## START Text passage

How can a little bit of liquid work that well?

The first clue we have about what’s going on is the distinction between adhesion and cohesion. Merriam-Webster defines adhesion in a number of ways, one of which is “the molecular attraction exerted between the surfaces of bodies in contact.” What that means is that adhesion describes the ability of two different things (wood and glue) to stick together. Cohesion, on the other hand, is a “molecular attraction by which the particles of a body are united throughout the mass.” So, cohesion describes the way in which a substance sticks to itself. Well, more precisely, it’s the way in which the molecules within a compound like to hang together.

Have you ever taken apart a piece of furniture where the wood failed and the glue is still intact? That’s an adhesion failure. Two different materials failed to bond. If, on the other hand, the joint came apart along the glued seam, where half the glue stayed stuck to each piece of wood, then that’s a cohesion failure.

## END Text passage
## START Dataset excerpts

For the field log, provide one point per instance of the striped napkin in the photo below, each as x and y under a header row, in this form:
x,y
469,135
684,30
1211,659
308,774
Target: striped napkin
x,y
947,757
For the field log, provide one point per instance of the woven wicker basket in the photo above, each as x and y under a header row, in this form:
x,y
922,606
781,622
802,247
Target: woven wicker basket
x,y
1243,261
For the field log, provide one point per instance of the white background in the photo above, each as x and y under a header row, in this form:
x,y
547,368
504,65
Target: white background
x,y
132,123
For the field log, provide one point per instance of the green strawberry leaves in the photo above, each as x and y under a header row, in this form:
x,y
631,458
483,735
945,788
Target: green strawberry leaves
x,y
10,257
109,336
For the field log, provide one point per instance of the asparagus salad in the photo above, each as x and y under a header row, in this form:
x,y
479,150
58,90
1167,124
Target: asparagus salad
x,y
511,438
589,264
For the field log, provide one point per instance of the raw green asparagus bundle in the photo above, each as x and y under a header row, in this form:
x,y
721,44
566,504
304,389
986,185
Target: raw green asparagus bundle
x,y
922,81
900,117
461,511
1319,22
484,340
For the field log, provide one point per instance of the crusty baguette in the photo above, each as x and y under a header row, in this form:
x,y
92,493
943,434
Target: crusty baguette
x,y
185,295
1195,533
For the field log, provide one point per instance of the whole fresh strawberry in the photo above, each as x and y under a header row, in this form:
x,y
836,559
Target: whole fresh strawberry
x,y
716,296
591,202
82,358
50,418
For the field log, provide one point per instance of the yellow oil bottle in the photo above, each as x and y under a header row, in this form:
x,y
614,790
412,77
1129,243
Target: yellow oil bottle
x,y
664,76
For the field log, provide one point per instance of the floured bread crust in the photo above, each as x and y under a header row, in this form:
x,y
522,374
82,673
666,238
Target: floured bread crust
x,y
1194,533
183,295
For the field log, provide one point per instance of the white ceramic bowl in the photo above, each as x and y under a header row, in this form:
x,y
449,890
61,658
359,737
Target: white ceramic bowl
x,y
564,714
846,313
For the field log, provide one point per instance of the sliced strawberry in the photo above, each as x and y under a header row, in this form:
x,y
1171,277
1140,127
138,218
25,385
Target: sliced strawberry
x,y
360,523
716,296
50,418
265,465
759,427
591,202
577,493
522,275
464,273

## END Dataset excerpts

> _Given problem 1_:
In the passage on adhesion and cohesion, reproduce the part that begins at the words "How can a little" and stops after the words "to hang together.".
> _Given problem 2_:
Answer these questions from the passage on adhesion and cohesion:
(a) What does the passage call the first clue about what is going on?
(b) Which dictionary's definitions does the passage quote?
(c) What kind of failure is it when the wood fails and the glue is still intact?
> _Given problem 3_:
Pick up the passage on adhesion and cohesion after its last sentence and carry it further.

> _Task response 1_:
How can a little bit of liquid work that well?

The first clue we have about what’s going on is the distinction between adhesion and cohesion. Merriam-Webster defines adhesion in a number of ways, one of which is “the molecular attraction exerted between the surfaces of bodies in contact.” What that means is that adhesion describes the ability of two different things (wood and glue) to stick together. Cohesion, on the other hand, is a “molecular attraction by which the particles of a body are united throughout the mass.” So, cohesion describes the way in which a substance sticks to itself. Well, more precisely, it’s the way in which the molecules within a compound like to hang together.

> _Task response 2_:
(a) The distinction between adhesion and cohesion.
(b) Merriam-Webster.
(c) An adhesion failure.

> _Task response 3_:
We’re talking about adhesion and cohesion on a molecular level here. Surprisingly, both processes depend on physical laws that are fairly similar to the way that magnets work. Remember when, as kids, we were fascinated when two magnets would attract or repel each other because of polarity? Well, it turns out that molecules do something fairly similar. We know this because of the work of a guy who probably never even walked through a woodshop — Johannes Diderik van der Waals (1837-1923). He was a professor at the University of Amsterdam in Holland and he won the Nobel Prize for physics in 1910. One of his achievements was defining what has come to be known as van der Waals force, which is used to describe the attractive or repulsive forces between molecules. In simple terms, he discovered how molecules either attract or repel each other. That can be true of both similar (cohesive, as in glue-to-glue) and dissimilar (adhesive, as in glue-to-wood) structures.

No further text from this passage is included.